Output, exactly as written, the lines of the data below from the one containing "Question. Locate the tree bark" to the end.

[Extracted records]
==================================================

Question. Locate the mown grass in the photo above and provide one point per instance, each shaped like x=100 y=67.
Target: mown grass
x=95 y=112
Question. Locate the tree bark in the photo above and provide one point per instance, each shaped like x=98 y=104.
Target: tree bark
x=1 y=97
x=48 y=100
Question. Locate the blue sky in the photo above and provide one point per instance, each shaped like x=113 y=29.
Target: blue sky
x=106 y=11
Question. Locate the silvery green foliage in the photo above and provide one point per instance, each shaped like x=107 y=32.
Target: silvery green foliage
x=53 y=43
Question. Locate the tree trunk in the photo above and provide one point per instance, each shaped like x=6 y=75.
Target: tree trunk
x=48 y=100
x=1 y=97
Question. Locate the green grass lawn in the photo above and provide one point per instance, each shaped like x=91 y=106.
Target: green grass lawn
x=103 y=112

==================================================

§ **Written solution**:
Question. Locate the tree bark in the photo above and provide one point per instance, each shaped like x=98 y=104.
Target: tree bark
x=1 y=97
x=48 y=100
Question. Locate the blue sky in the photo above and provide one point per instance, each shaped like x=113 y=29.
Target: blue sky
x=106 y=11
Question. Locate the silvery green foliage in the photo above and provide one point per instance, each shaped like x=107 y=32.
Target: silvery green foliage
x=53 y=43
Question. Locate the tree trunk in the photo above and provide one point per instance, each shaped like x=6 y=75.
Target: tree trunk
x=48 y=100
x=1 y=97
Question. Locate the green grass lawn in the photo above and provide one point per instance, each shaped like x=91 y=106.
Target: green grass lawn
x=103 y=112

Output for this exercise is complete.